*Extracted material*:
····················

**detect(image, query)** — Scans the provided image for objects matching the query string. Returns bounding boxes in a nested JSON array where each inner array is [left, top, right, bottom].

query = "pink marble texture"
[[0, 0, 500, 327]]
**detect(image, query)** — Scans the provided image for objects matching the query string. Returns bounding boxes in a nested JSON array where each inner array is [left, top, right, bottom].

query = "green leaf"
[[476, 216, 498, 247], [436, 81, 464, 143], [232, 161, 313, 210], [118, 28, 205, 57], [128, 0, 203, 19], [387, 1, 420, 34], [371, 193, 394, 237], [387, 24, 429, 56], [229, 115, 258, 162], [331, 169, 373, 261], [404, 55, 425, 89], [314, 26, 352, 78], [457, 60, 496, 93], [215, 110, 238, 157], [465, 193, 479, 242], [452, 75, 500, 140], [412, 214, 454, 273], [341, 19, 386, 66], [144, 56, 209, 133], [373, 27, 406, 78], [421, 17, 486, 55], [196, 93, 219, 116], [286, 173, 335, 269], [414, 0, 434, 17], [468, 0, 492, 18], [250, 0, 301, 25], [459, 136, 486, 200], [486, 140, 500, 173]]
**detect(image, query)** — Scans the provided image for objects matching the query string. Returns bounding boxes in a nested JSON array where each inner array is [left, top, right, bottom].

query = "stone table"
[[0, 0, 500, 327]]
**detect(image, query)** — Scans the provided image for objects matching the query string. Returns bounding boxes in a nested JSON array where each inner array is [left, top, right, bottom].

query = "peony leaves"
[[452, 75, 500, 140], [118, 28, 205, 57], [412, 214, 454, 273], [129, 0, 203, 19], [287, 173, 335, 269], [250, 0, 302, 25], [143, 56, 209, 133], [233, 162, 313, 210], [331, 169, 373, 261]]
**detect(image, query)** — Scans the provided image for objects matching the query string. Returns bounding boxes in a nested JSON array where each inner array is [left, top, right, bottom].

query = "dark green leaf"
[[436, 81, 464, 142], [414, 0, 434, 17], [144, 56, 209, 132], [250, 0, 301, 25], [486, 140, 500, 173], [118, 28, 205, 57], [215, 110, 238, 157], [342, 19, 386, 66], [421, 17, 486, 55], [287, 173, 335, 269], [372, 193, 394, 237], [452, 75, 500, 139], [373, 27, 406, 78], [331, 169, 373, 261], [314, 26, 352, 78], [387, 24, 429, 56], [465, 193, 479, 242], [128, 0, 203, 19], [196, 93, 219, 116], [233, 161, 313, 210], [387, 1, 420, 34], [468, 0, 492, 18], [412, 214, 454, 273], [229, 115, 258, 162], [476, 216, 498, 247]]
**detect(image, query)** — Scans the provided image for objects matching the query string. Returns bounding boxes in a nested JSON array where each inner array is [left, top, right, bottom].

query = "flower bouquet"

····················

*What the task asks*:
Return the material exactly as it stands.

*Written solution*:
**detect(image, query)** — Scans the provided image for objects matching the query string. Returns bounding boxes in a nested JSON array where each inner array is [left, top, right, bottom].

query = "pink marble texture"
[[0, 0, 500, 327]]
**detect(image, query)** — Scans the provided image for objects matching the query string. Returns bounding boxes in a nested JSON array where each inner array is [left, top, right, bottom].

query = "green leaf"
[[476, 216, 498, 247], [436, 81, 464, 143], [232, 161, 313, 210], [118, 28, 205, 57], [128, 0, 203, 19], [387, 1, 420, 34], [371, 193, 394, 237], [387, 24, 429, 56], [229, 115, 258, 162], [331, 169, 373, 261], [404, 55, 425, 89], [314, 26, 352, 78], [457, 60, 496, 93], [215, 110, 238, 157], [465, 193, 479, 242], [452, 75, 500, 140], [412, 214, 454, 273], [341, 19, 386, 66], [144, 56, 209, 133], [373, 27, 406, 78], [421, 17, 486, 55], [196, 93, 219, 116], [286, 173, 335, 269], [414, 0, 434, 17], [468, 0, 492, 18], [250, 0, 301, 25], [459, 136, 486, 200], [486, 140, 500, 173]]
**detect(image, query)** — Scans the provided image for objects matching the query string. Returns bounding boxes in a nested JSON array where each inner array is [left, top, right, bottom].

query = "stone table"
[[0, 0, 500, 327]]
**detect(image, query)** — Scans the provided image for objects matching the query string. Returns bounding boxes in a nested JSON array where each inner array is [left, top, right, bottom].

query = "peony leaves"
[[452, 75, 500, 140], [118, 28, 205, 57], [412, 214, 454, 273], [129, 0, 203, 19], [287, 173, 335, 269], [250, 0, 302, 25], [143, 56, 209, 133], [233, 162, 313, 210], [331, 169, 373, 261]]
**detect(image, query)** — Scans the provided image for objects matching the query string. Returns bounding boxes in a nested JSON array where each inner array is [left, top, right, bottom].

query = "dark green leaf"
[[436, 81, 464, 142], [414, 0, 434, 17], [144, 56, 209, 132], [250, 0, 301, 25], [486, 140, 500, 173], [118, 28, 205, 57], [215, 110, 238, 157], [342, 19, 386, 66], [421, 17, 486, 55], [287, 173, 335, 269], [372, 193, 394, 237], [452, 75, 500, 139], [373, 27, 406, 78], [331, 169, 373, 261], [314, 26, 352, 78], [387, 24, 429, 56], [465, 193, 479, 242], [128, 0, 203, 19], [196, 93, 219, 116], [233, 161, 313, 210], [387, 1, 420, 34], [468, 0, 492, 18], [412, 214, 454, 273], [229, 115, 258, 162], [476, 216, 498, 247]]
**detect(image, query)** — Scans the provided image for objects matching the query string. Returns bounding boxes in a nested JSON array where each inner array is [left, top, right, bottom].

query = "flower bouquet"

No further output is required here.